## WHAT IS NEEDED
Rewrite the items below with "cannabis plant" replaced by "hemp plant" and all other text unchanged. Omit the pictures from your answer.

## INPUT
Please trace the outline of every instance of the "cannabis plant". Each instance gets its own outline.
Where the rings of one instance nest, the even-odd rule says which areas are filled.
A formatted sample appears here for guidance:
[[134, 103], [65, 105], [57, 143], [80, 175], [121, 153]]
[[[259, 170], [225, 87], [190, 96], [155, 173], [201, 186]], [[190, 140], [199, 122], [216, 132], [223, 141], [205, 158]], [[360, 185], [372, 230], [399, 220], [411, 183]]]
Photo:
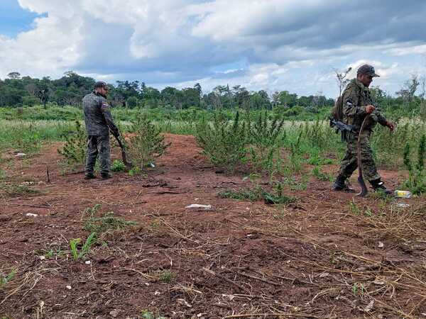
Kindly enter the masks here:
[[73, 131], [65, 136], [65, 143], [58, 152], [65, 158], [68, 164], [83, 164], [87, 148], [86, 130], [78, 121], [75, 121], [73, 128]]
[[268, 121], [267, 112], [261, 112], [250, 125], [250, 162], [255, 171], [271, 171], [274, 157], [280, 157], [279, 137], [284, 120], [275, 116]]
[[233, 170], [246, 162], [246, 126], [239, 112], [232, 121], [221, 111], [214, 113], [212, 122], [202, 118], [196, 127], [196, 139], [214, 166]]
[[416, 163], [411, 161], [411, 145], [405, 144], [404, 149], [404, 164], [408, 169], [408, 179], [405, 186], [415, 194], [426, 192], [426, 172], [425, 172], [425, 155], [426, 154], [426, 135], [420, 138], [417, 150]]
[[141, 116], [131, 127], [134, 135], [130, 138], [129, 150], [132, 162], [141, 168], [154, 163], [162, 156], [170, 143], [164, 141], [160, 130], [146, 118]]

## WRITTEN ANSWER
Please trace the outline of every instance of the "hemp plant". Each instance gets its own outline.
Where the rings of one instance nest, the even-odd rule says which areas are filled.
A formatted sample appears here for guidance:
[[134, 103], [65, 105], [57, 143], [80, 175], [121, 153]]
[[[259, 170], [225, 87], [190, 96], [155, 173], [201, 186]], [[190, 140], [199, 122], [216, 132], [223, 141], [205, 158]], [[360, 185], [372, 230], [399, 220], [411, 183]]]
Photo:
Kindly enter the masks here:
[[73, 131], [65, 136], [65, 143], [58, 152], [65, 158], [68, 164], [83, 164], [87, 148], [86, 130], [78, 121], [75, 121], [73, 128]]
[[268, 121], [267, 112], [261, 112], [250, 125], [250, 162], [255, 171], [271, 171], [274, 157], [280, 157], [279, 137], [284, 120], [275, 116]]
[[233, 170], [246, 162], [246, 126], [239, 112], [232, 121], [221, 111], [214, 113], [212, 122], [202, 118], [196, 127], [196, 139], [214, 166]]
[[416, 163], [411, 161], [411, 145], [405, 144], [404, 149], [404, 164], [408, 169], [408, 179], [405, 186], [415, 194], [426, 192], [426, 172], [425, 172], [425, 155], [426, 154], [426, 135], [420, 138], [417, 150]]
[[141, 116], [131, 127], [134, 135], [130, 138], [129, 150], [132, 162], [141, 168], [154, 163], [162, 156], [170, 143], [164, 141], [160, 130], [146, 118]]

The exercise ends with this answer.